── Passage
Just a decade ago, the idea of incorporating spatial computing systems into medicine seemed like a futuristic dream. Today, more than 120 Magic Leap 1 headsets with the Mixed Reality Viewer from Brainlab are in clinical use around the globe. These highly advanced visualization tools have a variety of uses, helping medical professionals with anything from surgical planning and medical training to providing patients with an easier way to see and understand their diagnosis and treatment.
Mixed Reality Viewer on Magic Leap 1 turns any work area into a virtual, interactive space strengthening 3D visualization, interaction and understanding. Built in sensors in the Magic Leap 1 map the room, so clinicians can realistically mimic the planned surgery, placing 3D anatomical models and 2D image slices anywhere in the space, whether that’s an office, a meeting room or even at home. The system allows for up to four people to collaborate and interact with each other in real time, either in the same room or even remotely within the same network.
“We’ve found that we can effectively lower the risk of surgical complications for almost any case when using the Mixed Reality Viewer software on Magic Leap 1 during planning,” explained Veit Braun, MD, director and professor at the Jung-Stilling Hospital, part of the Diakonie Hospital network in Siegen, Germany. “We see fewer of the distinct complications we saw before using this technology. It also helps shorten surgical times and patient time under anesthesia which is a great benefit.”
────
What to work on =>
**A)** Reproduce the stretch of the passage on the Mixed Reality Viewer from "Just a decade" through "diagnosis and treatment.".
**B)** According to the passage on the Mixed Reality Viewer, how many people can collaborate and interact with each other in real time using the system?
── Record excerpts
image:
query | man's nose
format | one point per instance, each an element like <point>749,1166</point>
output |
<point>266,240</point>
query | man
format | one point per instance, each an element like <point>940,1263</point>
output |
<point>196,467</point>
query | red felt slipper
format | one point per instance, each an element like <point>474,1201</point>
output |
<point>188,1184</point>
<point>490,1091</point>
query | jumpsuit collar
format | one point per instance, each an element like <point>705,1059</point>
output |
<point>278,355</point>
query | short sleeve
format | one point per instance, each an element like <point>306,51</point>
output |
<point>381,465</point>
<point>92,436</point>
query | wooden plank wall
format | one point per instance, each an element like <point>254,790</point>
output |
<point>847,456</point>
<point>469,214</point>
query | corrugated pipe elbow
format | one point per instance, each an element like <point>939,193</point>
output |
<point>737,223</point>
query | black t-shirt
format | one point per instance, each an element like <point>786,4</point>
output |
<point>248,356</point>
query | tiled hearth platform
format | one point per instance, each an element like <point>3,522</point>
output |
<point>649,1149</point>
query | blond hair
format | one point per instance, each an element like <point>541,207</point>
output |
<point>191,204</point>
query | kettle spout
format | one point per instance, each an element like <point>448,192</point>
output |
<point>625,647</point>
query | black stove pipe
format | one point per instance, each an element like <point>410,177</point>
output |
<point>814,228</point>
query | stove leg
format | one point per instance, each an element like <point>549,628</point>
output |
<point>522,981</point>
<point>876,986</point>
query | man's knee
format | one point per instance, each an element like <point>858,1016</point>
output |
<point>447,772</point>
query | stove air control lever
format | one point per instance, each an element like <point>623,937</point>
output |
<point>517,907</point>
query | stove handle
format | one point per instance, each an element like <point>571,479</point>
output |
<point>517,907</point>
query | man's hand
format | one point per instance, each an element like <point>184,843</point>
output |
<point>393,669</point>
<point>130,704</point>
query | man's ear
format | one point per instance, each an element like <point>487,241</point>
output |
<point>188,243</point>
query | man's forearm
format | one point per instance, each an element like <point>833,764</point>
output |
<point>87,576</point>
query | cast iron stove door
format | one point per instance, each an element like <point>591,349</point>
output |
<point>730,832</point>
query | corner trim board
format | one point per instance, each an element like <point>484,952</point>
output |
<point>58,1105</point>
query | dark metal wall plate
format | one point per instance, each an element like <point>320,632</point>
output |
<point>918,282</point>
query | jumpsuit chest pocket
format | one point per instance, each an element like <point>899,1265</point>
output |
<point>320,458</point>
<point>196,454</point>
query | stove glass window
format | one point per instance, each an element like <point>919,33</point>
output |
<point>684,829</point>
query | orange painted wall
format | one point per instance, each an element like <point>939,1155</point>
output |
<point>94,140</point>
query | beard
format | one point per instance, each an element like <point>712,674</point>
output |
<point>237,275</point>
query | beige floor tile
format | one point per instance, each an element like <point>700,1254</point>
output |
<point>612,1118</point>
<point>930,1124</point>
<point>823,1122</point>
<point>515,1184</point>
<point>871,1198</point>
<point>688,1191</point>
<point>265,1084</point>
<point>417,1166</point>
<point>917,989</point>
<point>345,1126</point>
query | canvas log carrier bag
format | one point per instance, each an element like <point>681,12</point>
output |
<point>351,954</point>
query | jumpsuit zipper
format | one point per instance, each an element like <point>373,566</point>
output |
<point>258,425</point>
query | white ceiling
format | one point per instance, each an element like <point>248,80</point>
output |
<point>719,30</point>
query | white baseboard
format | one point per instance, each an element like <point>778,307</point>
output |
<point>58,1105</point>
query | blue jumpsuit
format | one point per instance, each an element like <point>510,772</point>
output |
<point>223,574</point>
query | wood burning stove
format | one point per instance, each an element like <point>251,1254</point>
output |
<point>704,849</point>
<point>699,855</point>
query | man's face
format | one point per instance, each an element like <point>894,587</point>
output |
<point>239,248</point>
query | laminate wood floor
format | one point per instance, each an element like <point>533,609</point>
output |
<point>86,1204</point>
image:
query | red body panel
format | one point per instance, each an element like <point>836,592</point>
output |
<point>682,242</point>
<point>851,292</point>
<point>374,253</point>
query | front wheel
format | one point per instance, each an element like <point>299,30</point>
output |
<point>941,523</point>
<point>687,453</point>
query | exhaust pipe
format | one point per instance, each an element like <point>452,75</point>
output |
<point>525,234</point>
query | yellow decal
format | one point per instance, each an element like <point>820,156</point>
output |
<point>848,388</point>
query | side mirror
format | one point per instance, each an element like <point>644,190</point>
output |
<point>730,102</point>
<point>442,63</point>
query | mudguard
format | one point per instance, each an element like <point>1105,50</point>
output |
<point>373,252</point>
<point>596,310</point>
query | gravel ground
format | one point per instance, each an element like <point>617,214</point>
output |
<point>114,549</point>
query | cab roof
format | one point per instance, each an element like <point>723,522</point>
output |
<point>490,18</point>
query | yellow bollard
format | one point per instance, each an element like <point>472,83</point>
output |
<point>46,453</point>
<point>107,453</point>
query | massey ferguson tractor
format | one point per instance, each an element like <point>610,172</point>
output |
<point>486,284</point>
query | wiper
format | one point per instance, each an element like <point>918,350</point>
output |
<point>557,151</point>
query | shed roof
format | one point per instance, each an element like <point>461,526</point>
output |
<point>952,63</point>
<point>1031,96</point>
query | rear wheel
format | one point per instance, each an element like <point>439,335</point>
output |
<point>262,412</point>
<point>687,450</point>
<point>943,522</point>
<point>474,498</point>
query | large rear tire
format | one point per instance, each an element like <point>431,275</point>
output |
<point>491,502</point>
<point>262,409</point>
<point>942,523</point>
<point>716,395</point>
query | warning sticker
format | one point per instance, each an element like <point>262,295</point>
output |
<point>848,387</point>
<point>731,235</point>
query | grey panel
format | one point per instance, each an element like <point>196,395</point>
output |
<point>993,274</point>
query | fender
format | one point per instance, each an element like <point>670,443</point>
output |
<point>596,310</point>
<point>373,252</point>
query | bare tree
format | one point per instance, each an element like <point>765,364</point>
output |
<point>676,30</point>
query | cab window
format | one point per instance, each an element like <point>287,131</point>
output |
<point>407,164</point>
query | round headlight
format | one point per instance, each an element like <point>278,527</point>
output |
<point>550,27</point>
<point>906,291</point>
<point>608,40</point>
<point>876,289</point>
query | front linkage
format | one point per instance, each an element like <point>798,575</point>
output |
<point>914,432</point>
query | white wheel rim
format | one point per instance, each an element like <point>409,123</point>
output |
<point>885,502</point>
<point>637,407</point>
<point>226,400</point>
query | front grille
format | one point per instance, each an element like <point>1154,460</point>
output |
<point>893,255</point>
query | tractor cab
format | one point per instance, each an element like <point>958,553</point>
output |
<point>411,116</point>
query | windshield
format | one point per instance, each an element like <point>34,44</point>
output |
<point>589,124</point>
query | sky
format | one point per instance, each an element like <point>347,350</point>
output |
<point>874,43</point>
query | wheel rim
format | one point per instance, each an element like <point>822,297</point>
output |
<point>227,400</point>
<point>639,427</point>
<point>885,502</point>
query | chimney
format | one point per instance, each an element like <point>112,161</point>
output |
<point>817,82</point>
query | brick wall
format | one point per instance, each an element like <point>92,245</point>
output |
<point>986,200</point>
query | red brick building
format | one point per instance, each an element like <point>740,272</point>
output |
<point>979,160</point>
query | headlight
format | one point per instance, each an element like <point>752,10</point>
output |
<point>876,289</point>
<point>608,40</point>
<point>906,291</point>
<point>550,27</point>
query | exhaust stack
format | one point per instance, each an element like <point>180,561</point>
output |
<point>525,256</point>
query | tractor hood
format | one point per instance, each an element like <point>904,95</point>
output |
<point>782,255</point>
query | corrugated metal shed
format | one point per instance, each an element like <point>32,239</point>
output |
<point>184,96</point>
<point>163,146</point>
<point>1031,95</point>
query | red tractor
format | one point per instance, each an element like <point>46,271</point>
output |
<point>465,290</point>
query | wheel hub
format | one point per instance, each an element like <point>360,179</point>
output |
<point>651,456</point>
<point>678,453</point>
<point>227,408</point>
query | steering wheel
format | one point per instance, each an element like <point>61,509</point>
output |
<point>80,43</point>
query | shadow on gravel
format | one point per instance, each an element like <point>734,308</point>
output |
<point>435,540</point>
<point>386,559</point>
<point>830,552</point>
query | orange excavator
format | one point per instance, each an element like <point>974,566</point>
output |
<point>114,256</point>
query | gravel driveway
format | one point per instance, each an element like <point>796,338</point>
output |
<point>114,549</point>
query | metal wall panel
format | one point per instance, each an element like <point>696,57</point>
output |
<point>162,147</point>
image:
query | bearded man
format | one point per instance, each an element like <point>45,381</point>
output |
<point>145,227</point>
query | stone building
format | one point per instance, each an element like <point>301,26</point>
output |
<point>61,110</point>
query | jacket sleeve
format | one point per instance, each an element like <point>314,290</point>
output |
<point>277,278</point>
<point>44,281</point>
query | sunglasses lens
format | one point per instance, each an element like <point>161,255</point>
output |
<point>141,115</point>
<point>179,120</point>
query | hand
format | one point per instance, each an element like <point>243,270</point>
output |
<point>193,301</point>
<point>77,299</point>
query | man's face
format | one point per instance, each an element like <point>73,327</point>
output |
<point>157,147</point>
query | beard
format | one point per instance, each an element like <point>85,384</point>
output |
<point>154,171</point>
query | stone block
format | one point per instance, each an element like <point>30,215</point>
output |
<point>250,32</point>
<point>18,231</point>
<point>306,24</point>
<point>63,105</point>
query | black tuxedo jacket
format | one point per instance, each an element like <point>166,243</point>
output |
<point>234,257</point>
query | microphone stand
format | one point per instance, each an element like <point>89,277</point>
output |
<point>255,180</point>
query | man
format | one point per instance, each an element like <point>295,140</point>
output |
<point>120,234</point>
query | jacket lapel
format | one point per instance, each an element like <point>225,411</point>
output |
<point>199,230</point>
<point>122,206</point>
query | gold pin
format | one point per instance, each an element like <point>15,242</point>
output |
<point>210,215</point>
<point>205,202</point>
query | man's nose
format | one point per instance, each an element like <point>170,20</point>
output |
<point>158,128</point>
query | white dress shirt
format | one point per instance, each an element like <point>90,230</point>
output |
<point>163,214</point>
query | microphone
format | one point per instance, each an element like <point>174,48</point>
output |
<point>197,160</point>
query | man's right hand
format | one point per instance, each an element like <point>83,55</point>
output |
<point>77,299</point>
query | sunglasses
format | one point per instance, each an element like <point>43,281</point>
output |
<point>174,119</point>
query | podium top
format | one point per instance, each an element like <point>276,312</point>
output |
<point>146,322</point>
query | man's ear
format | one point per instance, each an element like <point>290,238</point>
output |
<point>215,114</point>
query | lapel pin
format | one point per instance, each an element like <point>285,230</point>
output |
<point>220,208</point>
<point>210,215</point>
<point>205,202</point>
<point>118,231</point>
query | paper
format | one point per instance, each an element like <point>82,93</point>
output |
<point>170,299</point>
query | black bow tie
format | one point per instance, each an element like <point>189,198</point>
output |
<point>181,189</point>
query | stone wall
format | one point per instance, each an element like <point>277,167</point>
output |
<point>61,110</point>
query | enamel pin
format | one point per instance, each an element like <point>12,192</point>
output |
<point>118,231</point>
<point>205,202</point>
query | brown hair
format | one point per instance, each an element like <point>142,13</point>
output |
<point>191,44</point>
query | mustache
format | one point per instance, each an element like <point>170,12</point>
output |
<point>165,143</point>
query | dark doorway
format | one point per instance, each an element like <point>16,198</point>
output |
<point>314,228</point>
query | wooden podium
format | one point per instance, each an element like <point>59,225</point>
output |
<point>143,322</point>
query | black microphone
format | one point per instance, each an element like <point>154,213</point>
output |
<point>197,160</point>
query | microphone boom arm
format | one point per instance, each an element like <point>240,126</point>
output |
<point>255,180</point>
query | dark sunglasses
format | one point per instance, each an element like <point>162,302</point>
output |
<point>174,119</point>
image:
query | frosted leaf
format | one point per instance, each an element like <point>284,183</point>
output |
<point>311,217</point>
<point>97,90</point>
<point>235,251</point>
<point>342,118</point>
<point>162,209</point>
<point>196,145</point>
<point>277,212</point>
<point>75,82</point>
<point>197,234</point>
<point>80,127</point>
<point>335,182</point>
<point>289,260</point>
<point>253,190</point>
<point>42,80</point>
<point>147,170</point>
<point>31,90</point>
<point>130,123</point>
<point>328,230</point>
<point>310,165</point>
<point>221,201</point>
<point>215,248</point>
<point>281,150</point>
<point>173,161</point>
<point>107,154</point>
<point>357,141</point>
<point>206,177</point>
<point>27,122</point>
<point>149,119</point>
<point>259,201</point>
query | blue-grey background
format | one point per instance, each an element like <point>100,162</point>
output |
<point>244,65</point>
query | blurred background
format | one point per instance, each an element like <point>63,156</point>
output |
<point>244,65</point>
────
Answers to the problems =>
**A)**
Just a decade ago, the idea of incorporating spatial computing systems into medicine seemed like a futuristic dream. Today, more than 120 Magic Leap 1 headsets with the Mixed Reality Viewer from Brainlab are in clinical use around the globe. These highly advanced visualization tools have a variety of uses, helping medical professionals with anything from surgical planning and medical training to providing patients with an easier way to see and understand their diagnosis and treatment.

**B)** Up to four people.